21世紀の
向田邦子をつくろう。

<野望篇>

怒っちゃやーよ

さっ! キャストも決まってあとは撮るだけ!
ってワケにいかないのでした。
舞台もそうですが、ドラマも打ち合わせが多いようです。

まずはロケハン。
ロケーションをハンティングするという
訳の分からない英語なんですが、
見てきました、ロケ予定地。

演出部の方々に色々なところ探していただき、
最終的に役者の方全員がOKな日程で使用できる場所が、
ロケ現場となるわけです。

今回はおおざっぱに3箇所。海、学校、家屋です。

海(砂浜)
寒いです。人もいません。
脚本上、海の場所を特定できないようにしたかったので、
「どこかどういう風に撮れば背景が映り込まないか」
ってな議論をします。

海(港)
脚本上、港という設定になっているので、
同じ場所で今度は港っぽく見せる必要があります。
コンクリートの波止場らしき場所があったので、
これもなんとかなりそうです。でも、寒い‥‥。

学校(校庭)
たいへんです!
この季節、どこの大学も高校も中学も入学試験!
ロケ用に場所を提供してくれないんですっ。
困った演出部AD中島さんが選んだ場所は、なんと公園。
行くと、野球場2面分がフェンスに囲まれている所でした。
一部を見れば(地面とか)、そりゃ学校に見えるんですが、
全景を入れた時にどう見ても公園‥‥。
これは別にADさんが悪いわけではありません。
そういう脚本を書いた僕が悪いわけでもありません。
そこを学校に見せれない演出が悪いわけでもありません。

★ ★ ★ ★ ★

* [行う作業]
A. 本文では、今回のロケ予定地はおおざっぱに何箇所で、それぞれどこだと書かれていますか。
B. 本文の「脚本上、港という設定になっているので、」から「全景を入れた時にどう見ても公園‥‥。」までのすべてを、一字も変えずにそのまま繰り返してください。

* [提供された行]

★ ★ ★ ★ ★

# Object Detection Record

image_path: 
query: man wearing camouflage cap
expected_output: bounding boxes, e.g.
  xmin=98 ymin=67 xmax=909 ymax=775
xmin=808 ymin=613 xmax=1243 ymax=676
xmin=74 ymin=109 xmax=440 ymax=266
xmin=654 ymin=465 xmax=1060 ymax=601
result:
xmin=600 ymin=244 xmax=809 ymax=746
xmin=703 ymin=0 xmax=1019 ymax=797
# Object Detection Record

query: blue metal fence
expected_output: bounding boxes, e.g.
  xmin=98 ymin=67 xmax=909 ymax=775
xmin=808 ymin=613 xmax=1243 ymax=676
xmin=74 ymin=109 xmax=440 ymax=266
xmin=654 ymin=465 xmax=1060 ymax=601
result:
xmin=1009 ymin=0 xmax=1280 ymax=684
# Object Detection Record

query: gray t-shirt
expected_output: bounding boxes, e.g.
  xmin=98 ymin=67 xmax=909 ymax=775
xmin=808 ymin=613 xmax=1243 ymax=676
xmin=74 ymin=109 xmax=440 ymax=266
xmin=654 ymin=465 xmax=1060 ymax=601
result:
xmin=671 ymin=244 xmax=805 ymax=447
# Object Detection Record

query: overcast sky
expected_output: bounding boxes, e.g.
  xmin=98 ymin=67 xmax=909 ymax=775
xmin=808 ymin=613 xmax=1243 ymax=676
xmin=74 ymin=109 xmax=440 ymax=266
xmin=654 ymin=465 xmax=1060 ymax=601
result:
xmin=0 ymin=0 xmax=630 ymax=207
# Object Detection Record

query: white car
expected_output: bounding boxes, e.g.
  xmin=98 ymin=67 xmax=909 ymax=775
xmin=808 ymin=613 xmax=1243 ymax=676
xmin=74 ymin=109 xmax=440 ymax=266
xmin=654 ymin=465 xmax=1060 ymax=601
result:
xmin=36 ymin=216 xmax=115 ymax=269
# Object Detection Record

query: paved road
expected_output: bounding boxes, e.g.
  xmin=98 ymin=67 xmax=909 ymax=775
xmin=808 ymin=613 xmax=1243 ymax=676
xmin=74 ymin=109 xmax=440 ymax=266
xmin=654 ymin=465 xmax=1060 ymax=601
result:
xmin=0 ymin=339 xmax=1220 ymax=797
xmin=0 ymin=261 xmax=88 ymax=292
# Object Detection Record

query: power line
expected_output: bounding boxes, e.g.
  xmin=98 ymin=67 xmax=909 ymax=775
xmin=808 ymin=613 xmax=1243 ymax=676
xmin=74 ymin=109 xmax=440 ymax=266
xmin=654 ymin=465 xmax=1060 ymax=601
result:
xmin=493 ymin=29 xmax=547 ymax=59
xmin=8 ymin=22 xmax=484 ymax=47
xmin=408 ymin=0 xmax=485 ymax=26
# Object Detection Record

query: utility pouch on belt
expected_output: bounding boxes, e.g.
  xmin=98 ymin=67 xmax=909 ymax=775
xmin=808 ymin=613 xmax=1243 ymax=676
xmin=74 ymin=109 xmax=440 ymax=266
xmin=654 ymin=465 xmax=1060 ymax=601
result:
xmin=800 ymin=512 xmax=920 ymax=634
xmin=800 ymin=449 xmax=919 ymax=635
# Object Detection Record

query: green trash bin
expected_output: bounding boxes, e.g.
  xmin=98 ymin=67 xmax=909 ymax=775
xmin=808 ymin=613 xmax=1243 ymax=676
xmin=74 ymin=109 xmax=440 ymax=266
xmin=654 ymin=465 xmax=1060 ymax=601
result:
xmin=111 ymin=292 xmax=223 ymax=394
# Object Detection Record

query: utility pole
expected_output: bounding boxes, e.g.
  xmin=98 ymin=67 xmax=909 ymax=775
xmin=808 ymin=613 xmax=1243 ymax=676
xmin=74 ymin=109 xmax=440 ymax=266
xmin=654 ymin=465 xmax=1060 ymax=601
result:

★ ★ ★ ★ ★

* [作業ごとの結果]
A. 海、学校、家屋の3箇所です。

B.
脚本上、港という設定になっているので、
同じ場所で今度は港っぽく見せる必要があります。
コンクリートの波止場らしき場所があったので、
これもなんとかなりそうです。でも、寒い‥‥。

学校(校庭)
たいへんです!
この季節、どこの大学も高校も中学も入学試験!
ロケ用に場所を提供してくれないんですっ。
困った演出部AD中島さんが選んだ場所は、なんと公園。
行くと、野球場2面分がフェンスに囲まれている所でした。
一部を見れば(地面とか)、そりゃ学校に見えるんですが、
全景を入れた時にどう見ても公園‥‥。